GIVEN PROBLEM.
Please rewrite the items below, changing every "canyon wall" to "cliff face" and keeping everything else the same. Leave the pictures out of your answer.

Point labeling items.
# # # # #

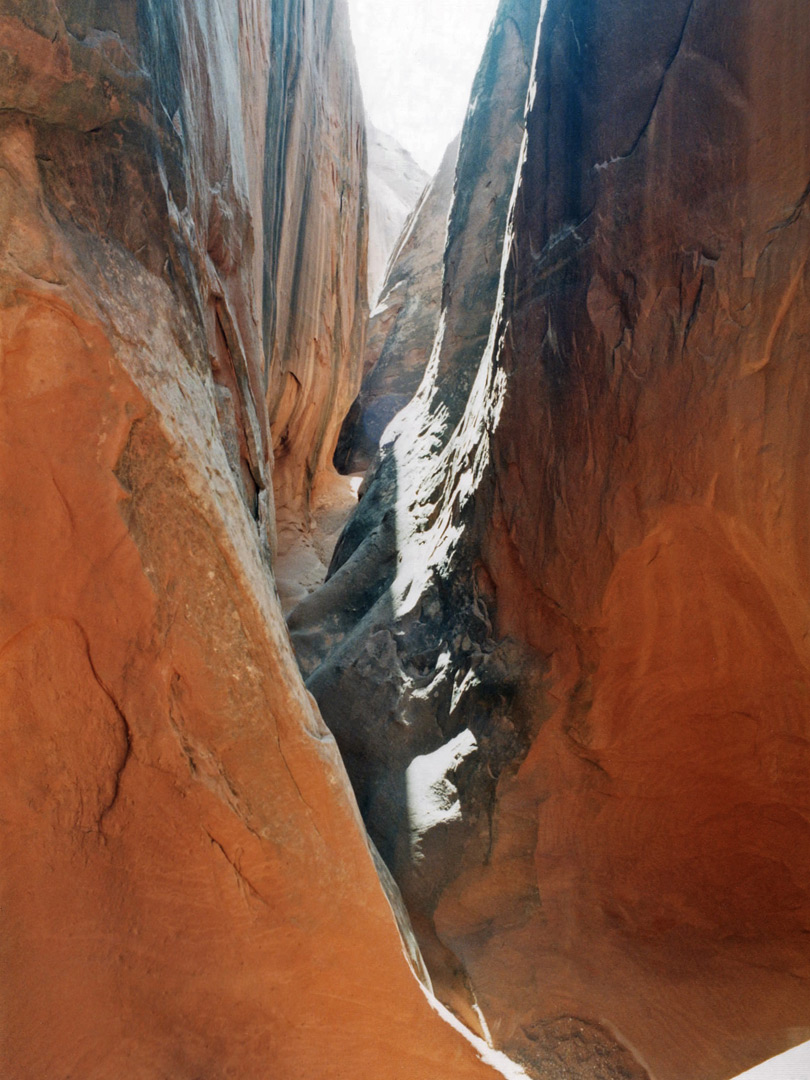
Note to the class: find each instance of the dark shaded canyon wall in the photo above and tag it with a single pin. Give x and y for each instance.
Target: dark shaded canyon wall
(582, 740)
(315, 241)
(403, 326)
(395, 184)
(387, 642)
(186, 886)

# # # # #

TASK SOLUTION.
Note to the class: find each instance of the dark shaded cliff face in the photo above and tag it with a single pin. Give x and y for each instance.
Target: dark shaded cliff face
(582, 740)
(315, 241)
(403, 326)
(395, 184)
(387, 642)
(186, 886)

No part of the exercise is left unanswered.